▶ **Data entries**
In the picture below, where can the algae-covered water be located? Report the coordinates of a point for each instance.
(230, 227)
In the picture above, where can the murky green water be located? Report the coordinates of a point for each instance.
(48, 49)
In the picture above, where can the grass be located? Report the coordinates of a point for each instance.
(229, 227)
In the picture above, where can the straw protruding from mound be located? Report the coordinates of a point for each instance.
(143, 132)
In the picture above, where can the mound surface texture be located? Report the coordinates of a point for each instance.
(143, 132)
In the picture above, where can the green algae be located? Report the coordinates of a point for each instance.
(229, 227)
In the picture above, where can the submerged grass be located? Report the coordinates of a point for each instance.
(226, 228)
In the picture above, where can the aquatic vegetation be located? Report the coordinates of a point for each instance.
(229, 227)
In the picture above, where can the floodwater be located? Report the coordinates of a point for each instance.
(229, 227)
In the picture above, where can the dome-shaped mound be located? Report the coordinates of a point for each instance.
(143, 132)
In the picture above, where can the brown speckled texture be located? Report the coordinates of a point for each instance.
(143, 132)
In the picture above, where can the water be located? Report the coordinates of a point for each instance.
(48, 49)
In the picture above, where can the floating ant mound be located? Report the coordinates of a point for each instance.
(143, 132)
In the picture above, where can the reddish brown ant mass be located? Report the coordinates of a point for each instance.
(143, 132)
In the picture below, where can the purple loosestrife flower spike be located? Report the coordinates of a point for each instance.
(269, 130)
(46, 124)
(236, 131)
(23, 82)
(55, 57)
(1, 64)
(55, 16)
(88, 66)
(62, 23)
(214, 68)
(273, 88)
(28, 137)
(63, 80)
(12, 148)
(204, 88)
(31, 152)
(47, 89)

--

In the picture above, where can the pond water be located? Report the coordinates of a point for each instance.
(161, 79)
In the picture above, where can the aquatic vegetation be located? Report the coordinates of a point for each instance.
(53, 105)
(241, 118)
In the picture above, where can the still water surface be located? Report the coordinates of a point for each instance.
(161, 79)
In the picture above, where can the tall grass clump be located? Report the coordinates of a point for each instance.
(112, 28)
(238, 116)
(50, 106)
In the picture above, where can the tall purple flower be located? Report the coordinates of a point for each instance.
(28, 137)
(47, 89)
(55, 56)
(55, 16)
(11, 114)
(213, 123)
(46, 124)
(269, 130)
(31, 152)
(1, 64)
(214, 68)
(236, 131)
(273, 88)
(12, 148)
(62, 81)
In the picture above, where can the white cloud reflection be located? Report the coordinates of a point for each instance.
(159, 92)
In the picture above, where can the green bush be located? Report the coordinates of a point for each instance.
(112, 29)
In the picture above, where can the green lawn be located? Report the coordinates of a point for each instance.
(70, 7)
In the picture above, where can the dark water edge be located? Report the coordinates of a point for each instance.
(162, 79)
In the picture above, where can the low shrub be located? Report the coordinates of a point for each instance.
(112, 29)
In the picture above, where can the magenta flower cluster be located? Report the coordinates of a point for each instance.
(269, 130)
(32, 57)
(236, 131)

▶ **Your objective**
State how many lines of the data contain the string "texture", giving only the number. Matching is case-sensitive.

▶ **The output**
2